-- EXCERPT TO READ follows --

Athens, Ga. – Ecologist Nancy Grimm will deliver the 30th annual Odum Lecture at the University of Georgia Odum School of Ecology on April 21 at 4 p.m. in the ecology auditorium. Her presentation will be followed by a reception and is free and open to the public.
Grimm, a professor of ecology in the School of Life Sciences and senior sustainability scientist in the Julie Ann Wrigley Global Institute of Sustainability at Arizona State University, studies how climate change and human activities affect ecological processes in aquatic and urban ecosystems. Her ongoing research includes studies on the flow of nutrients through urban stormwater systems, the ecosystem services stormwater infrastructure provides and how climate change and variability impact the response of streams to disturbances like floods and droughts.
Much of her research has been done at the Central Arizona-Phoenix Long-Term Ecological Research, or LTER, project, one of the few sites in the National Science Foundation-funded LTER system focused on urban ecosystems. Grimm has directed the interdisciplinary Central Arizona-Phoenix program since its founding in 1997, collaborating with engineers, hydrologists, anthropologists, geographers and others to explore how changing urban ecosystems affect human outcomes and how human behavior in turn alters ecosystem structure, function and sustainability.

-- EXCERPT TO READ concluded --
-- MATERIAL SUPPLIED follows --

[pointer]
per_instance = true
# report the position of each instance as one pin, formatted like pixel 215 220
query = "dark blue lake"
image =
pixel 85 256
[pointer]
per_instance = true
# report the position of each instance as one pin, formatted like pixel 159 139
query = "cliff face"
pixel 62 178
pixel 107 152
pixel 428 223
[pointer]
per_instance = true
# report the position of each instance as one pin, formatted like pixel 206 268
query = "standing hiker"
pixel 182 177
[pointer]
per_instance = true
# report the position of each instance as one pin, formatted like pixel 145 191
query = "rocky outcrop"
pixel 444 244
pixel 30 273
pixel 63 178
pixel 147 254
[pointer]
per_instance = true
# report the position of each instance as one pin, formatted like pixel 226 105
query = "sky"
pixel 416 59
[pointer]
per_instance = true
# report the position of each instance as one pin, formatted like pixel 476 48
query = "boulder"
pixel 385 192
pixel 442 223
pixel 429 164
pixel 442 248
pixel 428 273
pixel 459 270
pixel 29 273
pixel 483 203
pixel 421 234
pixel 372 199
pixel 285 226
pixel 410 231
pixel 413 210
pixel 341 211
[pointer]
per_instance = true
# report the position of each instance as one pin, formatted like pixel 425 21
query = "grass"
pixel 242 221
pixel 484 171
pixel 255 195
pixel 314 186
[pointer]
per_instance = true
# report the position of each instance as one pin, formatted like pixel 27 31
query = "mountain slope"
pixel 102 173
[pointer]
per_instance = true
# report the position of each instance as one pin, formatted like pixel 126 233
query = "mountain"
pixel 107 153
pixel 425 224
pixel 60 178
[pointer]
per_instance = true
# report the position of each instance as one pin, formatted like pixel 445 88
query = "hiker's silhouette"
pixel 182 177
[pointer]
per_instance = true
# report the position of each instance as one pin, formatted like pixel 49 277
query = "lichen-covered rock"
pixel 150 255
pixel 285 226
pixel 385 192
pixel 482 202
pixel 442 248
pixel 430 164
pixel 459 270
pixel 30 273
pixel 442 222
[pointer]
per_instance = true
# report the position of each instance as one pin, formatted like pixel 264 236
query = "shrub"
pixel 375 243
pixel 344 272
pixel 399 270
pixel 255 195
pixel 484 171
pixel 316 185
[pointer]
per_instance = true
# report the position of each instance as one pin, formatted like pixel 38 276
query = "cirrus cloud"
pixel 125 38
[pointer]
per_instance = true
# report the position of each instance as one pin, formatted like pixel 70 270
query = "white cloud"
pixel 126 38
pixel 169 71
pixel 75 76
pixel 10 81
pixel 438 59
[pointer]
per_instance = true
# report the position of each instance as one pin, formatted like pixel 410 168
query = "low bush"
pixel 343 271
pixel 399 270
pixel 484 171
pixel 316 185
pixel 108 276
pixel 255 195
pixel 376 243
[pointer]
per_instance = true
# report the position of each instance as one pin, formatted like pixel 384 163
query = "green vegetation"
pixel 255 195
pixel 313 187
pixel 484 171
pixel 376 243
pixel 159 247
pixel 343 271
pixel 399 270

-- MATERIAL SUPPLIED concluded --

* _WORK REQUIRED_
Write out the passage of the Odum Lecture announcement starting at "Much of her" and ending at "function and sustainability.", switching "collaborating" to "working".

* _EXERCISE OUTPUT_
Much of her research has been done at the Central Arizona-Phoenix Long-Term Ecological Research, or LTER, project, one of the few sites in the National Science Foundation-funded LTER system focused on urban ecosystems. Grimm has directed the interdisciplinary Central Arizona-Phoenix program since its founding in 1997, working with engineers, hydrologists, anthropologists, geographers and others to explore how changing urban ecosystems affect human outcomes and how human behavior in turn alters ecosystem structure, function and sustainability.